> [TASK OBJECTIVE]: Give back the lines from the first one through the line with "Each instance of the gravel", with "outline" swapped for "polygon" and nothing else changed.

> [RECORDS FOR PROCESSING]:
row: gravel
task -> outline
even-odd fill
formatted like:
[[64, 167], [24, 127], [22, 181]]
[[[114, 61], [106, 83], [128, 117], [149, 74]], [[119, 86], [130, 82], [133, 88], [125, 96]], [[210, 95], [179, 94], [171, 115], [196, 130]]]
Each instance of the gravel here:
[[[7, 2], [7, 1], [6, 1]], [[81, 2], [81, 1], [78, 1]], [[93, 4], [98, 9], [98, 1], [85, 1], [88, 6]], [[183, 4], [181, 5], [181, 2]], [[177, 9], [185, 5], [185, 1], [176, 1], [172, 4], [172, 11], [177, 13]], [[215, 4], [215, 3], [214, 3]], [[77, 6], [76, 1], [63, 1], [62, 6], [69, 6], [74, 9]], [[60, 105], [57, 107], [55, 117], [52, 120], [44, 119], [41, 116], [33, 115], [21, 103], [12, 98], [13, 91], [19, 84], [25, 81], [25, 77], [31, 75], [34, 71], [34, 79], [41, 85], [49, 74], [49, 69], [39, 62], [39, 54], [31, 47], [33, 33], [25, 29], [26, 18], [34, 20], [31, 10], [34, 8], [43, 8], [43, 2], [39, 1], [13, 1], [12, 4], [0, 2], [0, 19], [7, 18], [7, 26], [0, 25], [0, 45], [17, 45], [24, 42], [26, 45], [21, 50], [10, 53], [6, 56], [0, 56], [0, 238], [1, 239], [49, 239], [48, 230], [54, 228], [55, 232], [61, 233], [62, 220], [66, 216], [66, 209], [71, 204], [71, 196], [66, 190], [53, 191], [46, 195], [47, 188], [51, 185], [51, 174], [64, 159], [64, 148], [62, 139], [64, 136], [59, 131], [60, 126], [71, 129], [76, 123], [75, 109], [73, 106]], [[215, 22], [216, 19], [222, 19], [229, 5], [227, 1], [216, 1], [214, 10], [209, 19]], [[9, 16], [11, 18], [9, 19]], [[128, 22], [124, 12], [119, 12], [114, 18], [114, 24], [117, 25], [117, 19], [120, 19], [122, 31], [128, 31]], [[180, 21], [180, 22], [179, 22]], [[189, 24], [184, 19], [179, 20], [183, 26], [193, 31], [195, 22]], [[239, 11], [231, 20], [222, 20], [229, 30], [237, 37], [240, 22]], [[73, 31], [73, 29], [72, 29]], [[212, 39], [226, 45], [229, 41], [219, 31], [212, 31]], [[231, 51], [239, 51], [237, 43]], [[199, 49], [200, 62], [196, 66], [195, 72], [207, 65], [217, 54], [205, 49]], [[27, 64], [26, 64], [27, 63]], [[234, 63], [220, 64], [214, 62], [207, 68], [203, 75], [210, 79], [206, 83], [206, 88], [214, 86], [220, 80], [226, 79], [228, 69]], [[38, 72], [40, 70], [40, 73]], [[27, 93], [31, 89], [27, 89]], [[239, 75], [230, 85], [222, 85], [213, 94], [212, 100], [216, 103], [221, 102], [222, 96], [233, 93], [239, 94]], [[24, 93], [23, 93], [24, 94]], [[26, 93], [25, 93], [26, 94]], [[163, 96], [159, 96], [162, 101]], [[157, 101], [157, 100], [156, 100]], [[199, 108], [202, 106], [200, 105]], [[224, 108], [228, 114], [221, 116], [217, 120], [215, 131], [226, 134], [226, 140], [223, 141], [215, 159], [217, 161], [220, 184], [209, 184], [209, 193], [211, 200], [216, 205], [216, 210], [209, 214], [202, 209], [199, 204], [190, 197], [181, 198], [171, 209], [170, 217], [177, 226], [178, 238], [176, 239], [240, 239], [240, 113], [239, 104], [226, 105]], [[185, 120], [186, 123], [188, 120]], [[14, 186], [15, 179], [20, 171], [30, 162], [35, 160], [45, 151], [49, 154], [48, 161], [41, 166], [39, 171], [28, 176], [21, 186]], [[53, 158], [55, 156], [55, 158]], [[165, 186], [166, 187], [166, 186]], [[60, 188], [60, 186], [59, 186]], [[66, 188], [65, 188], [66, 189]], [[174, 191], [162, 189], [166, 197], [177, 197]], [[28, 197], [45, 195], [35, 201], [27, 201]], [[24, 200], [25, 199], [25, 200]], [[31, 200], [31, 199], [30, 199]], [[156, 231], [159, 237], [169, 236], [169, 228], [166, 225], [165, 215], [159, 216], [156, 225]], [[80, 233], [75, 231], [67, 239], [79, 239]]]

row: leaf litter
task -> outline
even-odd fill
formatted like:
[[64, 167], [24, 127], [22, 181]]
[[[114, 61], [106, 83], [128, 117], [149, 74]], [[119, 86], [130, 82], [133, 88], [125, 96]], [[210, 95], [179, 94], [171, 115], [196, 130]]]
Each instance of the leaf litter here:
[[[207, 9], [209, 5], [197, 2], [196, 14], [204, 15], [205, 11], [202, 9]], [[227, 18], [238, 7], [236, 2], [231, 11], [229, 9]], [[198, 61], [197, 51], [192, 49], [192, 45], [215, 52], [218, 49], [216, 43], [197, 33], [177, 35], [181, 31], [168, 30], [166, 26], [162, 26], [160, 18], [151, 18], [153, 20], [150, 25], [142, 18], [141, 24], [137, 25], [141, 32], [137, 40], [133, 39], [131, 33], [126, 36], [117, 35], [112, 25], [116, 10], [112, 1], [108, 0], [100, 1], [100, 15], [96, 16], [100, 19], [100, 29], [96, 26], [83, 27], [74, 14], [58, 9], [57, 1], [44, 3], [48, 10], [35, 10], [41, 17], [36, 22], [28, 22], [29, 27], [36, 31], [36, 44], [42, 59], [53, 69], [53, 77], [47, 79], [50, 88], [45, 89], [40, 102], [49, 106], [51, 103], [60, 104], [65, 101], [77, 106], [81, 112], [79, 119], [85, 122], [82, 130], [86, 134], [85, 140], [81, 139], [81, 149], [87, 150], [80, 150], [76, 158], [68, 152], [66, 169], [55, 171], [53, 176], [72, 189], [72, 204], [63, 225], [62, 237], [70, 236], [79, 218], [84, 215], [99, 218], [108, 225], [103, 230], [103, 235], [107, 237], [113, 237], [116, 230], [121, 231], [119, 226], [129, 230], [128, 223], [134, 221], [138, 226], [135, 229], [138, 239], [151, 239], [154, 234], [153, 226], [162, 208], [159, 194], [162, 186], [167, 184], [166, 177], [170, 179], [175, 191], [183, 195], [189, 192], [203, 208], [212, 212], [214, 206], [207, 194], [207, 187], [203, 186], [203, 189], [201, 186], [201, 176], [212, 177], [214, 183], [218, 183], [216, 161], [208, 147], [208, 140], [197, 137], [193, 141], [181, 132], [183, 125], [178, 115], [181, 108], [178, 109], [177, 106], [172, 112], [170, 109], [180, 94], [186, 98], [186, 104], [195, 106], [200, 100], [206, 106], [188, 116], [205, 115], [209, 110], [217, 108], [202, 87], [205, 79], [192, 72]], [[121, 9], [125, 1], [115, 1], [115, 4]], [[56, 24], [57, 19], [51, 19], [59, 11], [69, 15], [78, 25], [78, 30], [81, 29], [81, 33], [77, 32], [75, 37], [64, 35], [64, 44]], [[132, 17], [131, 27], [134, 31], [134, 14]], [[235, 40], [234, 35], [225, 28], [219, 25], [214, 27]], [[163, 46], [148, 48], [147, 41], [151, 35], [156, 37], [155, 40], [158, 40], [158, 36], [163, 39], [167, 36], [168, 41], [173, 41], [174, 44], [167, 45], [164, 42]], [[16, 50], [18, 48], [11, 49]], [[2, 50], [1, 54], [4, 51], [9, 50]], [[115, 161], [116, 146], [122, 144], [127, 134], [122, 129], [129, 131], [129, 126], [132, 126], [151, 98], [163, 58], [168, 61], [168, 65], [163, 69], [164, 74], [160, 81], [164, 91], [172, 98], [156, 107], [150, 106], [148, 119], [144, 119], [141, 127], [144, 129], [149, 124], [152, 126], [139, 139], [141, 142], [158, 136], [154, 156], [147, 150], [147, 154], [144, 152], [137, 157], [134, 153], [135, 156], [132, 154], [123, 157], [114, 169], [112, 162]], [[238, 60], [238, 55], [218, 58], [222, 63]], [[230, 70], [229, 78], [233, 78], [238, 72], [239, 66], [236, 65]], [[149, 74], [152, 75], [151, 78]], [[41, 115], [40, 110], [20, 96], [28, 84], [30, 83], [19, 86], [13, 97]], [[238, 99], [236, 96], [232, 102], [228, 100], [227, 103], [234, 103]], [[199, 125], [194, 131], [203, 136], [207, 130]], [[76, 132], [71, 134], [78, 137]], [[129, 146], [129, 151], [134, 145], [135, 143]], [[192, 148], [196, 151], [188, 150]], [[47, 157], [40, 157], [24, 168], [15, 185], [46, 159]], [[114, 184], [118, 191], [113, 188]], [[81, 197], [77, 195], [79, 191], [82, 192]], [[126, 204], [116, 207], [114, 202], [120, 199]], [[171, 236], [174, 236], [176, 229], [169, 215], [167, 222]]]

> [REPLY TO THE EXERCISE]:
row: gravel
task -> polygon
even-odd fill
formatted like:
[[64, 167], [24, 127], [22, 181]]
[[[114, 61], [106, 83], [128, 117], [149, 74]], [[119, 86], [130, 82], [133, 88], [125, 96]], [[210, 95], [179, 94], [171, 115], [196, 130]]]
Each instance of the gravel here:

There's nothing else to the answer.